=== Listed records ===
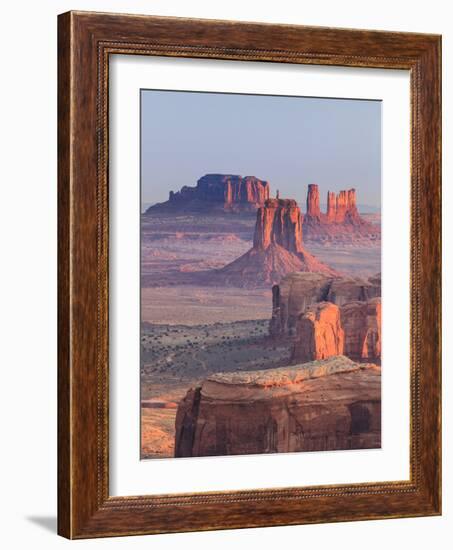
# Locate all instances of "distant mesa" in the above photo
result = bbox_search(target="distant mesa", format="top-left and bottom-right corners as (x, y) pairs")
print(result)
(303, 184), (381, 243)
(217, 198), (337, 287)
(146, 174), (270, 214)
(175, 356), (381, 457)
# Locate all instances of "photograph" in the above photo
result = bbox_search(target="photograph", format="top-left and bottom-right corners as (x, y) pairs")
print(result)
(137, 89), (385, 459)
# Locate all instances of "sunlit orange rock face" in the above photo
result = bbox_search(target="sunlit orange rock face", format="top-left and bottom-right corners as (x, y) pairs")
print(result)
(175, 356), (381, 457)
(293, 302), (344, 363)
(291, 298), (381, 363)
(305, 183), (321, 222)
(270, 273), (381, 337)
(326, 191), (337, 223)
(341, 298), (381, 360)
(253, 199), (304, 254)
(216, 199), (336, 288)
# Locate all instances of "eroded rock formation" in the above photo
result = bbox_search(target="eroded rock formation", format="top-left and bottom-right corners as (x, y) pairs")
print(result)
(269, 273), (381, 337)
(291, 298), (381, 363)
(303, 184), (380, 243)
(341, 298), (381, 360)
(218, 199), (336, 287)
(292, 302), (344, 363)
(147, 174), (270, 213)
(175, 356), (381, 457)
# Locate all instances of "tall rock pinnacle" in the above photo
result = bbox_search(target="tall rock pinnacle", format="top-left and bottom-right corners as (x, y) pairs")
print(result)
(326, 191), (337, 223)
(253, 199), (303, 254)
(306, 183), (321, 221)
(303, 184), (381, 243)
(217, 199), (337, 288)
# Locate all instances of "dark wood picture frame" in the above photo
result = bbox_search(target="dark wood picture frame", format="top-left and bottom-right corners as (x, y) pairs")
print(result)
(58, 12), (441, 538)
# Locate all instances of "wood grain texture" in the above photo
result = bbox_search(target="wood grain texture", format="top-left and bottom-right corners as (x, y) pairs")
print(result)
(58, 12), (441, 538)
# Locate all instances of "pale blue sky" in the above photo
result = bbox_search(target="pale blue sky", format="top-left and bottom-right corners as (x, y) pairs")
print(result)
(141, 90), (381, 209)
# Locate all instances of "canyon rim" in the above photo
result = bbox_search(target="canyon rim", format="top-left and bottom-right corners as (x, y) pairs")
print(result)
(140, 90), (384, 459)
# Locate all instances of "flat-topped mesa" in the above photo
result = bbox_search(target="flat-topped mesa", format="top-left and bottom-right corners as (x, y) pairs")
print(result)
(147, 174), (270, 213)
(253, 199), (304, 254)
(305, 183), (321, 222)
===
=== Listed records ===
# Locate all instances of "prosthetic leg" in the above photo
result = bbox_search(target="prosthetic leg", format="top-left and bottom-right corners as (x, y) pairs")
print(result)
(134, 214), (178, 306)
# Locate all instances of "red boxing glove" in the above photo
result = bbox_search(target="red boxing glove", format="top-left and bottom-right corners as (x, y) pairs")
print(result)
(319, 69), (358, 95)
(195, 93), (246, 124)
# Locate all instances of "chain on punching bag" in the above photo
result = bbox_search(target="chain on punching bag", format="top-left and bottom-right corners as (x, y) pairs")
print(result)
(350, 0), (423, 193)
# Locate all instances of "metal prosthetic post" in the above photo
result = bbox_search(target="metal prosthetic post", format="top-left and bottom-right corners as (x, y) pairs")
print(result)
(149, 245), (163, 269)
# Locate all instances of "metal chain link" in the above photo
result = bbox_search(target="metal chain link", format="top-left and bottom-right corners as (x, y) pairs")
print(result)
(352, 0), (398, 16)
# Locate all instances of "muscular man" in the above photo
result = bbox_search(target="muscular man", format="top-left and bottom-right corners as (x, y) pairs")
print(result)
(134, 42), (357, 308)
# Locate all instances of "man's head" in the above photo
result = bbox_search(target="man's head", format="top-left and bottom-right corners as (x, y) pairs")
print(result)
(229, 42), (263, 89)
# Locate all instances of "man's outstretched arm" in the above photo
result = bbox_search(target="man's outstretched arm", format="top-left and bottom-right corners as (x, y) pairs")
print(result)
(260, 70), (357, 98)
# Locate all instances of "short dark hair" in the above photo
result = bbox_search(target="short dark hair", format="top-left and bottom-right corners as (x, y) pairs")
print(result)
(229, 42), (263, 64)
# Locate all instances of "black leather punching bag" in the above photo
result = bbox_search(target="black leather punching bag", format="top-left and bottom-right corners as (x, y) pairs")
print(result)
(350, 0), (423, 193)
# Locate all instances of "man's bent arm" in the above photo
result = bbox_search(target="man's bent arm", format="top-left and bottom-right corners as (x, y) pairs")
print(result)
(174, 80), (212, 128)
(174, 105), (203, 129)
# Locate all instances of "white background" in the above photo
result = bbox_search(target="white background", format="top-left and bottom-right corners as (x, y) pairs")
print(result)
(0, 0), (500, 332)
===
=== Listed records ===
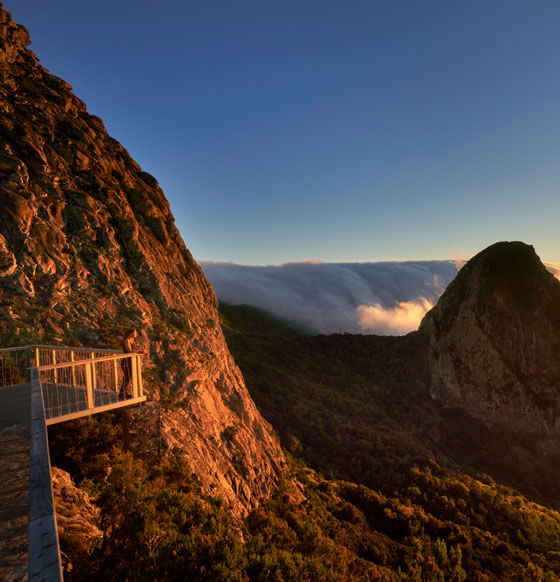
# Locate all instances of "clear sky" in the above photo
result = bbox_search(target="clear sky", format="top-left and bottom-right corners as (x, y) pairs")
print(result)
===
:: Work to complete ::
Please report every line of the items above that contains the string "flat", copying each line in full; case counts.

:: Problem solution ::
# Locate all instances of "flat-topped mesa" in the above photo
result = bbox_search(target="flat-topped mesa", format="top-left and bottom-right corners as (x, y) pairs")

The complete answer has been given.